* [Fragmento extraído]:
+ + +
Percepciones mexicano-colombianas. En sus jubilosas proclamas, poco le falta al presidente López Obrador para asumirse como ganador junto al candidato triunfante, Gustavo Petro, en las elecciones de Colombia. En palacio, seguro ya se sueña con la foto de ambos líderes con los brazos alzados en pose triunfal. Acaso a ello se debe la percepción aquí de que el colombiano seguirá los acelerados pasos del mexicano, que llegó al poder por la democracia e intenta ahora sustituirla por una autocracia plebiscitaria. Pero esa percepción parecería injusta o precipitada a la luz de la aritmética electoral y de la trayectoria del victorioso colombiano. Petro ganó sólo por tres puntos y no tiene el mando incondicional sobre el Congreso, como lo tuvo AMLO en su primer trienio. Adicionalmente, está el perfil del ganador en Colombia. Tras dejar la guerrilla décadas atrás, desarrolló una intensa carrera parlamentaria: la mejor escuela para educar y formar políticos proclives al diálogo y la negociación, experiencia de la que carece el mexicano, igual que de la proclividad a encontrar puntos de entendimiento entre discrepantes.
+ + +
* [Tarea planteada 1]: Según el texto sobre las elecciones en Colombia, ¿por cuántos puntos ganó Gustavo Petro?
* [Tarea planteada 2]: Prosigue el texto sobre las elecciones en Colombia a partir de su última oración.

* [Datos proporcionados]:
+ + +
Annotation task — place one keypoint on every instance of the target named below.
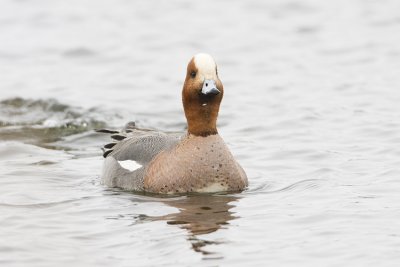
+ + +
* [Resultado esperado 1]: Petro ganó por sólo tres puntos.

* [Resultado esperado 2]:
Duelo de compasiones. En décadas pasadas, en México nos compadecíamos de Colombia por la destrucción de que estaba siendo víctima por el narco, la narcoguerrilla y los paramilitares. Pero envidiábamos la sobrevivencia de su apego a la competencia electoral limpia, a pesar de sus reveses del pasado. Y admirábamos el ejercicio de sus libertades de prensa, pese a los cruentos golpes recibidos por medios y comunicadores. Estas dos instituciones democráticas mantuvieron en buena parte las reservas de la nación para sobreponerse a la violencia criminal y a su control de espacios vitales. Pero en una misma generación, las cosas cambiaron radicalmente. Y los colombianos —con todos sus problemas— podrían ahora compadecernos por la destrucción de México por bandas criminales, con la cada vez más explícita indulgencia del poder político. O por el desmantelamiento del estado constitucional democrático. O por la cruzada del presidente y los suyos contra nuestro sistema autónomo de elecciones libres. O, en fin, por la ominosa suerte que le depara a la prensa independiente el cerco de los poderes criminales y de los llamados en su contra de la cabeza del régimen autocrático.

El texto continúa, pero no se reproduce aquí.